First, readers can debate whether there is a "marijuana industrial complex," since so far it has been a cottage industry at retail, given drug laws now changing.
But if there is big money on the table, there will be big players, and there have been reported stories about CIA drug trafficking ties from time to time, so arguably there always were big players, just not at retail.
Most recently, Puerto Rico has joined the legalization move as part of the trend. The beat goes on.
With that preamble, what have conservatives to argue from Washington State's transition from illegal, (but not prosecuted medical marijuana suppliers with a host of them meeting demand and setting pricing according to market forces), to legalization with retail outlets constrained to deal legally with only one official legal grown weed wholesale seller, the Washington State Liquor Control Board, with a lottery allotment process implemented to ration projected retail siting?
When the State runs supply chains, they cannot help but be efficient, right?
This link.

**SET OF TASKS**
a: Answer these from the passage on marijuana legalization:
(i) Which place is said to have joined the legalization move most recently?
(ii) Which body is named as the only official legal wholesale seller in Washington State?
(iii) What process is said to be used to ration projected retail siting?
b: Extend the passage on marijuana legalization, picking up after its final line.

**Stored data entries**
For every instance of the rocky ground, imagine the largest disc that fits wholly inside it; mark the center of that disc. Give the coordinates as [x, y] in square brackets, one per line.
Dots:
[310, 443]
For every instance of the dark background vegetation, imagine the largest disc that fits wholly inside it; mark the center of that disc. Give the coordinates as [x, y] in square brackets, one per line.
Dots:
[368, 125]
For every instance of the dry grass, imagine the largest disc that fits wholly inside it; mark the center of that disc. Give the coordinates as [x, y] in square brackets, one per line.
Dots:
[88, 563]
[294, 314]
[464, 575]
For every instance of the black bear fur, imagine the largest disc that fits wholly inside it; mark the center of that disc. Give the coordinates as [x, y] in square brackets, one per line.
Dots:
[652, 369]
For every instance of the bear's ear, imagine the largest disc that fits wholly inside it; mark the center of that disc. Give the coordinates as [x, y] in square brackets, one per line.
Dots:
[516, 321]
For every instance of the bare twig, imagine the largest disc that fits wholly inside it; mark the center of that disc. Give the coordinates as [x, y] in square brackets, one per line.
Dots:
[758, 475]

--

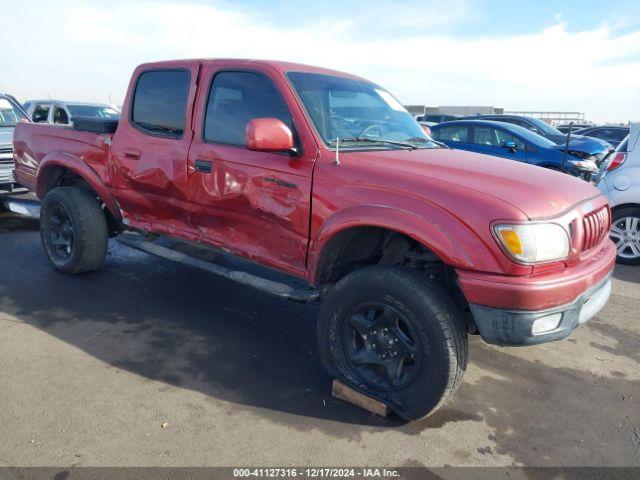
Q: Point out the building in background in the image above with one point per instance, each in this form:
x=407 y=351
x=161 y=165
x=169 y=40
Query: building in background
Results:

==

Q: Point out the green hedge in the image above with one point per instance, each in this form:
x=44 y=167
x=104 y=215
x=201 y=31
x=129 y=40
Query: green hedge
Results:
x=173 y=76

**ANSWERS**
a:
(i) Puerto Rico
(ii) The Washington State Liquor Control Board
(iii) A lottery allotment process

b:
In fairness, the Seattle Times report headlines a "rocky start" to legal pot sales; i.e., without any long term forecast or attention. Yet, it appears the government's will in Washington is to shut down the existing medical marijuana distribution network and market mechanism, with its established market suppliers and consumers, in order to implement the new system not by open access retailing by those who are already experienced retail participants, but by a license quota allotment set by lottery device, to create an outlet-bottlenecked retail market. Surely a lottery approach is favorable to political cronyism in allotment of opportunity, but why demand that retail outlets be scarce instead of plentiful - or at least as plentiful as an unconstrained free market might set an equilibrium level of outlet sites?
Even if that disturbance-of-supply scenario was not intended, the early signs are that it is how it will be. Existing market participants quelled. Absence of a free market. All that, like what, licensing plumbers and doctors, where specialized skill is a factor absent in small scale mom-and-pop retailing.
The appearance is that a few large scale retail outlets might be more easily regulated, with that being the determinative goal. So, do it that way and wedge the mom-and-pop medical pot suppliers away to allow "economies of scale" as a "side effect" of regulatory efficiency consideration. Really. Also, since the medical marijuana suppliers in Seattle went unprosecuted, as tolerated lawbreakers, there seems a mentality at play that lawbreakers should not be rewarded, so stiff them out of the deal and do things - Our Way, Big Brother setting ways and means.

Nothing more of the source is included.